[TEXT BLOCK]:
"""

13.11 Persistent idiopathic facial pain (PIFP)

Previously used term:
Atypical facial pain.

Persistent facial and/or oral pain, with varying presentations but recurring daily for more than two hours per day over more than three months, in the absence of clinical neurological deficit.

Diagnostic criteria:
A. Facial and/or oral pain fulfilling criteria B and C
B. Recurring daily for >2 hr per day for >3 months
C. Pain has both of the following characteristics:

    1. poorly localized, and not following the distribution of a peripheral nerve
    2. dull, aching or nagging quality

D. Clinical neurological examination is normal
E. A dental cause has been excluded by appropriate investigations
F. Not better accounted for by another ICHD-3 diagnosis.

A wide variety of words are used to describe the character of 13.11 Persistent idiopathic facial pain (PIFP) but it is most often depicted as dull, nagging or aching. It can have sharp exacerbations, and is aggravated by stress. Pain may be described as either deep or superficial. With time, it may spread to a wider area of the craniocervical region.

13.11 Persistent idiopathic facial pain (PIFP) may be comorbid with other pain conditions such as chronic widespread pain and irritable bowel syndrome. In addition, it presents with high levels of psychiatric comorbidity and psychosocial disability.

"""

[PROBLEMS TO WORK ON]:
1) Translate this sentence from the text on persistent idiopathic facial pain into Spanish: "It can have sharp exacerbations, and is aggravated by stress."
2) Echo the part of the text on persistent idiopathic facial pain from "1. poorly localized, and" to "the craniocervical region.".
3) Carry on the text on persistent idiopathic facial pain from where it stops.

[DATA UNDER STUDY]:
"""

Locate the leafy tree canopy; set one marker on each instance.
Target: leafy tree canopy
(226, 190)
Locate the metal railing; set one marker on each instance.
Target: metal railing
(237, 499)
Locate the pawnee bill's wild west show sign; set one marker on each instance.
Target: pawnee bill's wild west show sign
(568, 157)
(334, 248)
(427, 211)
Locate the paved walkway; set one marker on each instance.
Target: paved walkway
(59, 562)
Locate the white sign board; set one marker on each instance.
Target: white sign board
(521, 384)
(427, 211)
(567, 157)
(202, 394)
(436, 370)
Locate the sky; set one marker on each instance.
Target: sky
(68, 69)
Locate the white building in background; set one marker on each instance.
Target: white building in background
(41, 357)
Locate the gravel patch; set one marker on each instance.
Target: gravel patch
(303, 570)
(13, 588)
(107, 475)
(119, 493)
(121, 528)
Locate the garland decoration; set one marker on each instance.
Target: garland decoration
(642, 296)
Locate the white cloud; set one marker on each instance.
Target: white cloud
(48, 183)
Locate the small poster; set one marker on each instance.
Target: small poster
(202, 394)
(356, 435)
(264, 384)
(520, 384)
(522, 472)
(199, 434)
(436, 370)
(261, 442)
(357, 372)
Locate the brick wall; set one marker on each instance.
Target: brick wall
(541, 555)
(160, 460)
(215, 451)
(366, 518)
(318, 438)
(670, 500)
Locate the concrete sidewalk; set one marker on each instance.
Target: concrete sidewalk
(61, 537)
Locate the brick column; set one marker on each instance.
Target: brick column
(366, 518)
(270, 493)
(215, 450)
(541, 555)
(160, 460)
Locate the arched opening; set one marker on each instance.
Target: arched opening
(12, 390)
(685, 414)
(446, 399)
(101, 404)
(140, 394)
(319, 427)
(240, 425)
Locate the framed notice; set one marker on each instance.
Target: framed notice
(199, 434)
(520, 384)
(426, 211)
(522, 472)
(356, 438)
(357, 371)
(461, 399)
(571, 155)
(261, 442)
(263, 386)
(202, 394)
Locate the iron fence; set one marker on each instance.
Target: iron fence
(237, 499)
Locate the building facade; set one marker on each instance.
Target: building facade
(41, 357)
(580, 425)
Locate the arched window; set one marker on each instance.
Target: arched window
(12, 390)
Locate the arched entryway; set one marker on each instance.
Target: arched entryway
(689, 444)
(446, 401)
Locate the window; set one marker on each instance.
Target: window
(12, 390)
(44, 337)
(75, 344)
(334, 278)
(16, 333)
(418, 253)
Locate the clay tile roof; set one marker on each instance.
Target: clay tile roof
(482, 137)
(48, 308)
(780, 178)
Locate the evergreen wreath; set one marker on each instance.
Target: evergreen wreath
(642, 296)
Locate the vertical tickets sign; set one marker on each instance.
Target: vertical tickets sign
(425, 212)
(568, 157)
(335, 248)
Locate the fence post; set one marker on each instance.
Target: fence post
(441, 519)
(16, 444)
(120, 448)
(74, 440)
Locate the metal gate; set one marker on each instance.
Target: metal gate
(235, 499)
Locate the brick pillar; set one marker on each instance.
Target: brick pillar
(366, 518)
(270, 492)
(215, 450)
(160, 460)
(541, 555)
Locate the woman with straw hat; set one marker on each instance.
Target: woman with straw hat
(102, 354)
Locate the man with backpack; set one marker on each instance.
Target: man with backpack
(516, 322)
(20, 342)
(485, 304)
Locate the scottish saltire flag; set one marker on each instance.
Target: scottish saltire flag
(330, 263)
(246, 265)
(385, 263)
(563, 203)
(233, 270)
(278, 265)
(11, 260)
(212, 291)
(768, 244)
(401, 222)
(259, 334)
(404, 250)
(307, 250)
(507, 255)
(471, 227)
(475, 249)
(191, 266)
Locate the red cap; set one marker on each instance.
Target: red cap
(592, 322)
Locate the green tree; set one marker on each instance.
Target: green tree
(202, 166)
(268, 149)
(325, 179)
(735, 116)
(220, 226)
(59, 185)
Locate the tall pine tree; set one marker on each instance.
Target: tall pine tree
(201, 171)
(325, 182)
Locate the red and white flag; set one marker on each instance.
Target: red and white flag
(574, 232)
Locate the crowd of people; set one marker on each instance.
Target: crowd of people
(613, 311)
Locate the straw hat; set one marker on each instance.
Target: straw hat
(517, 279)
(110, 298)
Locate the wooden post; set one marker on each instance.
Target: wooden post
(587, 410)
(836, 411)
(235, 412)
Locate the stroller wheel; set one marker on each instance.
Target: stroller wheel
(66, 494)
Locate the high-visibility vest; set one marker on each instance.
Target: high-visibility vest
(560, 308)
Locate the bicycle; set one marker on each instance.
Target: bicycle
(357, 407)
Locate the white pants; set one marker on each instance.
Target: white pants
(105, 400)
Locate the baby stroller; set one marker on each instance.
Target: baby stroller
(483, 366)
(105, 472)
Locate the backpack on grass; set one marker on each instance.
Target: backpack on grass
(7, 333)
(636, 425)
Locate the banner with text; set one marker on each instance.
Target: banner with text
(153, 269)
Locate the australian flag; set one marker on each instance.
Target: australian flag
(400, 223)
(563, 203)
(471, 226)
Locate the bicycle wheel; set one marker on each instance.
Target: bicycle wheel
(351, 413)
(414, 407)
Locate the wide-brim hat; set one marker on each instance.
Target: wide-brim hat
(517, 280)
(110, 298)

"""

[ANSWERS TO THE PROBLEMS]:
1) Puede presentar exacerbaciones agudas y se agrava con el estrés.

2)
1. poorly localized, and not following the distribution of a peripheral nerve
    2. dull, aching or nagging quality

D. Clinical neurological examination is normal
E. A dental cause has been excluded by appropriate investigations
F. Not better accounted for by another ICHD-3 diagnosis.

A wide variety of words are used to describe the character of 13.11 Persistent idiopathic facial pain (PIFP) but it is most often depicted as dull, nagging or aching. It can have sharp exacerbations, and is aggravated by stress. Pain may be described as either deep or superficial. With time, it may spread to a wider area of the craniocervical region.

3)
A continuum seems to exist from 13.11 Persistent idiopathic facial pain (PIFP) induced by insignificant trauma to Painful post-traumatic trigeminal neuropathy caused obviously by significant insult to the peripheral nerves. 13.11 Persistent idiopathic facial pain (PIFP) may originate from a minor operation or injury to the face, maxillae, teeth or gums but persist after healing of the initial noxious event and without any demonstrable local cause. However, psychophysical or neurophysiological tests may demonstrate sensory abnormalities.

The term atypical odontalgia has been applied to a continuous pain in one or more teeth or in a tooth socket after extraction, in the absence of any usual dental cause. This is thought to be a subform of 13.11 Persistent idiopathic facial pain (PIFP) although it is more localized, the mean age at onset is younger and genders are more balanced. Based on the history of trauma, atypical odontalgia may also be a subform of Painful post-traumatic trigeminal neuropathy. These subforms, if they exist, have not been sufficiently studied to propose diagnostic criteria.